• **Your task**
List each line in the data below that contains the word "base".

□ □ □ □ □ □ □

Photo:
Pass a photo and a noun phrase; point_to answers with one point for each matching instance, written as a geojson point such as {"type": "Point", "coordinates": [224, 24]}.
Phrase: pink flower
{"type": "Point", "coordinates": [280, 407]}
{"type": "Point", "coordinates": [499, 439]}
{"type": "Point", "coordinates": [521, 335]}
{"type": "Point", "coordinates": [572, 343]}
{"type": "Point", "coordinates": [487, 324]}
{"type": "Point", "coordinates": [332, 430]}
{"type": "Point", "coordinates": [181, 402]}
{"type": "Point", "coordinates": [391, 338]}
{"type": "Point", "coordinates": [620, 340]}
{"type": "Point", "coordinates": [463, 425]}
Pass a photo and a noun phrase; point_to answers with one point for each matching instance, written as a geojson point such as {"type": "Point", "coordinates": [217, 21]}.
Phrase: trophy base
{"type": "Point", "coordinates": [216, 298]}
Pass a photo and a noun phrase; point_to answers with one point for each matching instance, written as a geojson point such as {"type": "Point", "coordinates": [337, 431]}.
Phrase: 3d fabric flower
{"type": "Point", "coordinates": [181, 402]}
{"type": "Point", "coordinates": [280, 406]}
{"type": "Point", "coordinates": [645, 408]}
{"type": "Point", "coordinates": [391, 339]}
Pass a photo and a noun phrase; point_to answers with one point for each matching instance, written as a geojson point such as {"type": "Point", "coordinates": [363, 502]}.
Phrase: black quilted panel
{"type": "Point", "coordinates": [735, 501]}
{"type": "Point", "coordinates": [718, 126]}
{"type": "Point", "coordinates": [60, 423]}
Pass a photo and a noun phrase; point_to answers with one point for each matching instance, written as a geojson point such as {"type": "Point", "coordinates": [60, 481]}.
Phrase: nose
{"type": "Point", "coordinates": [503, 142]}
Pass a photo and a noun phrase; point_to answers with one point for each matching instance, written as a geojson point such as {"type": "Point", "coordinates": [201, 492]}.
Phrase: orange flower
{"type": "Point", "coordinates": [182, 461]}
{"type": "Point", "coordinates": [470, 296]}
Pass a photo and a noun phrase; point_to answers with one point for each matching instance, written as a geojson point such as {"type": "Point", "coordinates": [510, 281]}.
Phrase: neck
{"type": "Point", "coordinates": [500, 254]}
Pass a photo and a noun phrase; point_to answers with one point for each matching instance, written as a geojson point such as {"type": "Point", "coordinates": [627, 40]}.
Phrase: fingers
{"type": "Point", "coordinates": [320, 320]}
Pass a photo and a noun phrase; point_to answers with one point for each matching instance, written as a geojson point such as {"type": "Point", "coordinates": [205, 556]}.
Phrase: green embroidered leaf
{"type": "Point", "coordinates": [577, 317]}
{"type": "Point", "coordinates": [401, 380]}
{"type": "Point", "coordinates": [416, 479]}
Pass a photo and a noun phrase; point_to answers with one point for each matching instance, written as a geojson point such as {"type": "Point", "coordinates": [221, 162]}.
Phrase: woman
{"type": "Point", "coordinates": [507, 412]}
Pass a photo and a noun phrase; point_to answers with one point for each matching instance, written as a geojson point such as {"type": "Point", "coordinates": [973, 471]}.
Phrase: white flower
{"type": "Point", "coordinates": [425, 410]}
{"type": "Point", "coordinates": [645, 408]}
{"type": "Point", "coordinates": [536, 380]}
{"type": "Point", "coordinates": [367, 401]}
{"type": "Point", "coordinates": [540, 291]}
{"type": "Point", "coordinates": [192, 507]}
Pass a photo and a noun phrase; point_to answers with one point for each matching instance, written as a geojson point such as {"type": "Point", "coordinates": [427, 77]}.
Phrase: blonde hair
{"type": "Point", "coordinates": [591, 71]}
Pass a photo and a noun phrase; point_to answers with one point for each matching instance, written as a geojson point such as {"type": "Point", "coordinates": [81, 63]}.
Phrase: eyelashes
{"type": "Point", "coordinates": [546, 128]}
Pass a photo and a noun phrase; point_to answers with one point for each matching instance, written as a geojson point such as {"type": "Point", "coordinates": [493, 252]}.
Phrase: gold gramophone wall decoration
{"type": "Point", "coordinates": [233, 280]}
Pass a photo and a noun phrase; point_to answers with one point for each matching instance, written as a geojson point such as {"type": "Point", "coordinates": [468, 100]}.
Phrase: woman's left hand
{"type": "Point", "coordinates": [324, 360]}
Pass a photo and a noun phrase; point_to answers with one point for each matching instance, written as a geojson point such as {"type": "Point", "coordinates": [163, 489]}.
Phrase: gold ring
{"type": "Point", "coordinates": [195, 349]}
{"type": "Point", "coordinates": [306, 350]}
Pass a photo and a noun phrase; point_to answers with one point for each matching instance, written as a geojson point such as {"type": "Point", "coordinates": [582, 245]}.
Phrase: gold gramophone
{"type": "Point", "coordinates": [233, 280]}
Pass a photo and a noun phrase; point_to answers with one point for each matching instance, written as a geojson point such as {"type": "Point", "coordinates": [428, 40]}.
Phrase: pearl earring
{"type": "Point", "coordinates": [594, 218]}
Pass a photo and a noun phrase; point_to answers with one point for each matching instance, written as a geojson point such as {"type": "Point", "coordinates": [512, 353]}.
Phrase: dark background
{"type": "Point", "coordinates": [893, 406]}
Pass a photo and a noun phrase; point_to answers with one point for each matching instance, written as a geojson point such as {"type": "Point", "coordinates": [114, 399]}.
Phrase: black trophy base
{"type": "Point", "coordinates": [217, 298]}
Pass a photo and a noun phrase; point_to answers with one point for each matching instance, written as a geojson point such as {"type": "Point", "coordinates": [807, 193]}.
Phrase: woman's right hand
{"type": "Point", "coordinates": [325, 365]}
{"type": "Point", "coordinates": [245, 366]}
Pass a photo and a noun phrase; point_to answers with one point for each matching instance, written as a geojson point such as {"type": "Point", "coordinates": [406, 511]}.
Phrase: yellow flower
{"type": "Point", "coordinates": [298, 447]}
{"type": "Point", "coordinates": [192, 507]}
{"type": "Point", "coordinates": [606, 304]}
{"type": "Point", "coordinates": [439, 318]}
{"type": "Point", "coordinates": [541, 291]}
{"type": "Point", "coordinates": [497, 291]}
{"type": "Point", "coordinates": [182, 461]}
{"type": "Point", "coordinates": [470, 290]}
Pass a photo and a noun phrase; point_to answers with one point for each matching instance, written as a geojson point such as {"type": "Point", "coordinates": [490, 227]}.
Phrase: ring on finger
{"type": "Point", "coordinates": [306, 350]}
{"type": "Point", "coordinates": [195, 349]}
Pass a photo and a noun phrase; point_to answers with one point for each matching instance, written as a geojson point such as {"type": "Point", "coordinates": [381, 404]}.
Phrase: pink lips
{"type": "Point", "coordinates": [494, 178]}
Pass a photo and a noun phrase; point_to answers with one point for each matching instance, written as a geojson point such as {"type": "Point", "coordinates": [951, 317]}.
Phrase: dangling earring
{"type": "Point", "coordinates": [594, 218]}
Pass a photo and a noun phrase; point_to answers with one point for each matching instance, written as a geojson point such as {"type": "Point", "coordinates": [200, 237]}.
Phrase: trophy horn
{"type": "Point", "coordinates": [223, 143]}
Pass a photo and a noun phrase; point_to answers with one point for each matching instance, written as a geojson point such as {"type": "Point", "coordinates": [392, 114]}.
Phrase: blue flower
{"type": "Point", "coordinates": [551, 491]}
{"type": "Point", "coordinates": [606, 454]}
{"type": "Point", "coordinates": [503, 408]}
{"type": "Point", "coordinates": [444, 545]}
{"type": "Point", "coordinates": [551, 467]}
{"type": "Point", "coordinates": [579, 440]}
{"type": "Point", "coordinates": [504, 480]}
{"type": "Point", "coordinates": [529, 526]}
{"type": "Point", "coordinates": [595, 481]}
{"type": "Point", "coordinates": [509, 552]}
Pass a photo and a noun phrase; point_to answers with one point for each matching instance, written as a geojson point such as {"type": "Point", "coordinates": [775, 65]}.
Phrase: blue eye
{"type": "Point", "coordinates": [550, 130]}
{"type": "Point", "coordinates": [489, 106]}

□ □ □ □ □ □ □

• **The response**
Phrase: trophy base
Phrase: black trophy base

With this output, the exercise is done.